▸ **EXERCISE A**:
Gather every line of the records that contains the string "query". Case counts.

____ DOCUMENT SECTION

Jeremy Harris

The air flow rates can't be measured by the MVHR, they need to be measured using an air flow meter at every room terminal. Sadly, I suspect that many, many MVHR systems may be installed and "commissioned" without bothering to set them up properly, let's hope yours is an exception, despite the room terminal readings not having been recorded. The process is to start by setting the MVHR to the background ventilation rate (the rate it runs at most of the time) and then go around every terminal using an air flow meter to measure the flow rate either in to, or out of, the terminal, and write the reading down. Here's a photo of me measuring one of our terminals that shows how it may be done (there are different types of air flow meter): Once a set of baseline readings for every terminal have been done, the first thing is to add up the rates from all the supply terminals, then add up all the rates from the extract terminals. The total air flow for all the supply terminals must equal (more or less) the total airflow from all of the extract terminals, this ensures that the system is balanced and operating at best efficiency. If the system isn't balanced then the terminals need to be carefully adjusted to get the system in balance, or restrictor rings have to be fitted if the system uses that type of flow balancing. Once balanced, the air flows need to all be measured again and the total background ventilation rate must equal or exceed the rate given in Part F, calculated from the house area. If all's well so far, the the next stage is to increase the MVHR fan speed to boost and check the extract flow rates to ensure that the minimum room extract rates for the kitchen, bathrooms, WCs, utility room etc can be met. Those rates are in table 5.2 in Part F IIRC. The chances are that the whole house background ventilation rate may already exceed the required extract rates, in which case there's no need to do this second set of tests. When everything is completed you should have a balanced system with the measured air flow rates at every terminal listed on the commissioning report. Adjusting the whole house ventilation rate up or, most probably, down, after commissioning shouldn't upset the balance, so you can adjust things for the best comfort level without needing to go around re-doing all these measurements. The measurement process is a bit tedious and time consuming, it took me the best part of a whole day to get our system balanced and set up properly.

________
____ RECORD EXCERPTS

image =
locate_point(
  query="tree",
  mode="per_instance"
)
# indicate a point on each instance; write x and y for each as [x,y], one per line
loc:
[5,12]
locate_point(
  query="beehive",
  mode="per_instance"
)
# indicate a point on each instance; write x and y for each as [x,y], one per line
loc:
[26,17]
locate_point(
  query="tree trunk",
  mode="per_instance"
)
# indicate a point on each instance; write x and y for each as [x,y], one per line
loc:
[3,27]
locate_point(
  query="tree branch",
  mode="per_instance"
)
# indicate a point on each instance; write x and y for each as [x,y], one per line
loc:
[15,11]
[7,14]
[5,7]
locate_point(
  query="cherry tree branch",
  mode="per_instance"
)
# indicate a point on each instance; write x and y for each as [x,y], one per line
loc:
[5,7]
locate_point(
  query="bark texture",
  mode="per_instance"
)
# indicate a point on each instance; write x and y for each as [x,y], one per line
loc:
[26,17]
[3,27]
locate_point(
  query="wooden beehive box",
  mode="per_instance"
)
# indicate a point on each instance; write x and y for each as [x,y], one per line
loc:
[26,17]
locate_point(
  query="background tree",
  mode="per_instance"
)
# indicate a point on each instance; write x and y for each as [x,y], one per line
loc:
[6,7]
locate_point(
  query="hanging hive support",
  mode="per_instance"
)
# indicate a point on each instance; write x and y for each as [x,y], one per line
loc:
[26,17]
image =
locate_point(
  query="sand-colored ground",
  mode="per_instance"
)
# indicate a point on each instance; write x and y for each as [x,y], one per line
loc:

________

▸ **EXERCISE B**:
Answer these from the MVHR post:
(i) Where must the air flow rates be measured, and with what?
(ii) What must the total air flow for all the supply terminals equal?
(iii) How long did the writer take to get their system balanced and set up?

▸ **OUTPUT A**:
  query="tree",
  query="beehive",
  query="tree trunk",
  query="tree branch",
  query="cherry tree branch",
  query="bark texture",
  query="wooden beehive box",
  query="background tree",
  query="hanging hive support",
  query="sand-colored ground",

▸ **OUTPUT B**:
(i) At every room terminal, using an air flow meter.
(ii) The total airflow from all of the extract terminals, more or less.
(iii) The best part of a whole day.